### WHAT IS REQUIRED
Give back exactly the lines running from the line with "Practice. Locate the stone pillar" to the end of the entries, and only those lines.
━━━━━━━━━━━━━━━━
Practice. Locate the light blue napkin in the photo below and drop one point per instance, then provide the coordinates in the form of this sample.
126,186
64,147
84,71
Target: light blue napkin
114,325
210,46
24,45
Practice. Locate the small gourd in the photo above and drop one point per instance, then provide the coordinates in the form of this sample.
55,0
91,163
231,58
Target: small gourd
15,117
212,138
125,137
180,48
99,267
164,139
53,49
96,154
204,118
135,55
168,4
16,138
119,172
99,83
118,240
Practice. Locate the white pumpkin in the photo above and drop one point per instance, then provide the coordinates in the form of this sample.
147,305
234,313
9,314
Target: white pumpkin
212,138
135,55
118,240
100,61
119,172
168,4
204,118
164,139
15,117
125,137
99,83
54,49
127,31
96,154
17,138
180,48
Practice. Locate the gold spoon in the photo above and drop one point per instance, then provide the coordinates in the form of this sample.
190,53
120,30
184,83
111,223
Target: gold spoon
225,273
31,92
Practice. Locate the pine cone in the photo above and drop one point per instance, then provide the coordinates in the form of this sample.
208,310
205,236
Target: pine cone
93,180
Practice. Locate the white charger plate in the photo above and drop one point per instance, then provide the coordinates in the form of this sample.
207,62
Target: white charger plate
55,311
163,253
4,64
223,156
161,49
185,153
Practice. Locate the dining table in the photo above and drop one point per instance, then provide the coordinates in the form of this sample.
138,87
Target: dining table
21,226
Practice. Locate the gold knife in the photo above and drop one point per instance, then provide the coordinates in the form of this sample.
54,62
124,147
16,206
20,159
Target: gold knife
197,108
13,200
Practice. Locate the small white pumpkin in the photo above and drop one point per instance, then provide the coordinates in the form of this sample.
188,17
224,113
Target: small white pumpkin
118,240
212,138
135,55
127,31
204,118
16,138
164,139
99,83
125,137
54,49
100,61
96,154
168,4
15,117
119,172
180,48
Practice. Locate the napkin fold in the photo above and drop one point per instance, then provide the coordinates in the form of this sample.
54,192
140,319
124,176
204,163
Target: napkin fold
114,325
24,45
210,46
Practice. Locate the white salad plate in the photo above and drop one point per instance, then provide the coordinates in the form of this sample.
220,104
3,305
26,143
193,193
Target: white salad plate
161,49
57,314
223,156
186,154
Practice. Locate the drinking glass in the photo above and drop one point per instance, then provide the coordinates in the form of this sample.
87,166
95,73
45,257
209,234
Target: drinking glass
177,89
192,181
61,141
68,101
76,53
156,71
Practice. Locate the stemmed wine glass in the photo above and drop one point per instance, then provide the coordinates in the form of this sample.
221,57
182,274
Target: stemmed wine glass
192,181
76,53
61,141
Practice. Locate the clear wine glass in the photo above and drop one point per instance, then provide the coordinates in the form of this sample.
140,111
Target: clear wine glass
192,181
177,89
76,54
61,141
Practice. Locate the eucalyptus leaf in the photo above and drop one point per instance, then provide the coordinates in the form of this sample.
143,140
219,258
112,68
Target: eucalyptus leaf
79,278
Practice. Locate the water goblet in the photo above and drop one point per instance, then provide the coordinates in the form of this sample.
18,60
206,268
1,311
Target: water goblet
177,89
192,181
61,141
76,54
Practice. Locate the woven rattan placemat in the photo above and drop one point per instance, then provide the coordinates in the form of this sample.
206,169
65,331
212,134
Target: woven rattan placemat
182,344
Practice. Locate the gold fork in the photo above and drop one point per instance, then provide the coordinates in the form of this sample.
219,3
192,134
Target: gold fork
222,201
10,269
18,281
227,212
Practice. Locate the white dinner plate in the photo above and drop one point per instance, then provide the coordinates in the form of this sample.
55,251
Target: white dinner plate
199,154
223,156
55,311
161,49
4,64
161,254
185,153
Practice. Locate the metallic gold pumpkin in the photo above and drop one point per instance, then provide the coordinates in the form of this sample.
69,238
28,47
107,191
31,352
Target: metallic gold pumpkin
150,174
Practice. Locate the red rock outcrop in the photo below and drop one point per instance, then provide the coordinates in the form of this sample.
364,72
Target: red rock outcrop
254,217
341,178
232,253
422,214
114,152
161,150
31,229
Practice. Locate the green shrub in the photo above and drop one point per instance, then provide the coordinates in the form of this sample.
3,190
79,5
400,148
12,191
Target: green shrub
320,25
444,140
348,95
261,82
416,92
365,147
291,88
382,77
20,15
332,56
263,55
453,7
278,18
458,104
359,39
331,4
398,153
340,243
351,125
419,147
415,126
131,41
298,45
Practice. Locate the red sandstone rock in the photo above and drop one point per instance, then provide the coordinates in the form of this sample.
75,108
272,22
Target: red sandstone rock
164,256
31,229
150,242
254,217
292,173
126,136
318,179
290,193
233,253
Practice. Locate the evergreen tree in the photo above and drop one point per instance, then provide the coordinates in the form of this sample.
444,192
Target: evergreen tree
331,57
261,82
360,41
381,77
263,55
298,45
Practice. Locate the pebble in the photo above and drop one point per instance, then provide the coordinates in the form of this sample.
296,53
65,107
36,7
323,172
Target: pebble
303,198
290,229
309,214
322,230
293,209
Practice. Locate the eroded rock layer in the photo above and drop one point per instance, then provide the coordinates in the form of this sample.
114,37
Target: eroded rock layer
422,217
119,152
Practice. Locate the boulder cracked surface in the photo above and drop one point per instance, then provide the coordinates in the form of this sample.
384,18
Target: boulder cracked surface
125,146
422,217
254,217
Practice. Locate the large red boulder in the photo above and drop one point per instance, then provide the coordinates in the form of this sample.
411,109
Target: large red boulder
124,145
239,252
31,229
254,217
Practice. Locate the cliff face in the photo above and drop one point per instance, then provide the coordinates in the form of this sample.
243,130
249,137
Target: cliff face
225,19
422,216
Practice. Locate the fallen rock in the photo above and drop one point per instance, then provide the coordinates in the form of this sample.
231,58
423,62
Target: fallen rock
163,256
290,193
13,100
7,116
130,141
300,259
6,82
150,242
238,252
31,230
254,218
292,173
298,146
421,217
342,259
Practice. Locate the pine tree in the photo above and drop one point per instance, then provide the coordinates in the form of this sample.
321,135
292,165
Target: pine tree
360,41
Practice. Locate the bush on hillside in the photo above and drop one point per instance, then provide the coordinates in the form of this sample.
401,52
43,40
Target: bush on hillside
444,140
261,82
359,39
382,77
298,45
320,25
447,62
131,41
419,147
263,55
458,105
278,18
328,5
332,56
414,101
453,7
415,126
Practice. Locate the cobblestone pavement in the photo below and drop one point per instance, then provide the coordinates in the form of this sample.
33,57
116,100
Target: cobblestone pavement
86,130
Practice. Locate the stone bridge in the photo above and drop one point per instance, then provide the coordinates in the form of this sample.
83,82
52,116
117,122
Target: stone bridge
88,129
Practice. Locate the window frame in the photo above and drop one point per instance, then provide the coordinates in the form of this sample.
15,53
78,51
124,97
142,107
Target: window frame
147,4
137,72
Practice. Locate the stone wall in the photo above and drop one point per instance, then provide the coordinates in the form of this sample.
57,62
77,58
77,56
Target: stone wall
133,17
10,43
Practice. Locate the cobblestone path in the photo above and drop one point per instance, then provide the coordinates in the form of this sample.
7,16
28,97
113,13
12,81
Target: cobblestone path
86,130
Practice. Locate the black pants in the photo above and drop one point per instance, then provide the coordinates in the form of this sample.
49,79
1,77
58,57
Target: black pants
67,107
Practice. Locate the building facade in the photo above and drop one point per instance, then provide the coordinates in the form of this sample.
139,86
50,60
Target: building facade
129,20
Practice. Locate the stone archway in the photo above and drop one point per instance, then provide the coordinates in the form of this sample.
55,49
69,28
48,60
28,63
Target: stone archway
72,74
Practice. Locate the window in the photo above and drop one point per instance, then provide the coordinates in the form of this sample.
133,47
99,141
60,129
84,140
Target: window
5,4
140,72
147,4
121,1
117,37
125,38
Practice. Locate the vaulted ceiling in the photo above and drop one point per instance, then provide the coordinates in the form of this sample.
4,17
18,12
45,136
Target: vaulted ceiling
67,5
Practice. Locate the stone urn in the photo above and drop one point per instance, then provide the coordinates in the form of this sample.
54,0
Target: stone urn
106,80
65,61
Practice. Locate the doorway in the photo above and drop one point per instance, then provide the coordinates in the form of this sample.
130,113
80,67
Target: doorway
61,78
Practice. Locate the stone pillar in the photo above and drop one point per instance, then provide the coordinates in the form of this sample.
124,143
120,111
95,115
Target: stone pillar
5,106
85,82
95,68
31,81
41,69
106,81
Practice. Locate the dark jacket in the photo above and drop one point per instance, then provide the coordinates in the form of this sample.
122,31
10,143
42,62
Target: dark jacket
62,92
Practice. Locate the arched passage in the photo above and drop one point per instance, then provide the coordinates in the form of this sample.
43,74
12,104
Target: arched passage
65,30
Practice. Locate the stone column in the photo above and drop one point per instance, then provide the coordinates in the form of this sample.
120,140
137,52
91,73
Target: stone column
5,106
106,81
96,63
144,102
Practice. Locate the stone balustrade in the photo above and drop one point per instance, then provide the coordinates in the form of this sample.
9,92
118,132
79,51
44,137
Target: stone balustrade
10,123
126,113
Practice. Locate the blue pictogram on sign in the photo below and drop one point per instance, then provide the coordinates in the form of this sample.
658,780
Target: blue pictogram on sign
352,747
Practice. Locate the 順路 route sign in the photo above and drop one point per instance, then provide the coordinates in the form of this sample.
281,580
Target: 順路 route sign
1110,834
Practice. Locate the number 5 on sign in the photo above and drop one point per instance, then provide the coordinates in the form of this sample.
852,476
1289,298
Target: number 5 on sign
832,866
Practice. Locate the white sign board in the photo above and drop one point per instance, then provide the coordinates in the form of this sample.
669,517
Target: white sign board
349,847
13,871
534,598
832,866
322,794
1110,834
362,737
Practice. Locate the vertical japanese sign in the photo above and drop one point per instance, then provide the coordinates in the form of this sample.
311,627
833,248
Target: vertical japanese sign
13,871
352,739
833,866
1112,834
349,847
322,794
━━━━━━━━━━━━━━━━
### ANSWER TO THE EXERCISE
Practice. Locate the stone pillar in the photo above and drop one point per instance, then provide the coordinates in the form of this sample.
124,143
120,111
95,115
Target: stone pillar
5,106
85,82
95,68
31,81
41,69
106,81
Practice. Locate the dark jacket in the photo above and drop one point per instance, then provide the coordinates in the form of this sample.
122,31
10,143
42,62
Target: dark jacket
62,92
Practice. Locate the arched passage in the photo above and drop one point per instance, then provide the coordinates in the form of this sample.
43,74
12,104
Target: arched passage
65,30
Practice. Locate the stone column in the photo above and drop one point per instance, then provide the coordinates in the form of this sample.
120,140
137,52
91,73
Target: stone column
5,106
106,81
96,63
144,102
Practice. Locate the stone balustrade in the photo above and drop one point per instance, then provide the coordinates in the form of this sample.
9,92
118,132
79,51
44,137
Target: stone balustrade
10,123
126,113
Practice. Locate the blue pictogram on sign in the photo below and drop one point per instance, then provide the coordinates in the form of this sample.
658,780
Target: blue pictogram on sign
352,747
Practice. Locate the 順路 route sign in the photo above and drop one point per instance, then provide the coordinates in the form of this sample.
281,580
Target: 順路 route sign
1110,834
Practice. Locate the number 5 on sign in the photo above and drop one point per instance, then provide the coordinates in the form of this sample.
852,476
1289,298
Target: number 5 on sign
832,866
Practice. Locate the white sign board in the photo above and drop one point per instance, then provide the coordinates in the form of this sample.
669,517
Target: white sign board
349,847
13,871
534,598
832,866
322,794
1110,834
362,737
Practice. Locate the vertical japanese sign in the photo above and drop one point per instance, then provide the coordinates in the form of this sample.
311,627
833,248
Target: vertical japanese sign
13,871
352,739
833,866
1112,834
349,847
322,794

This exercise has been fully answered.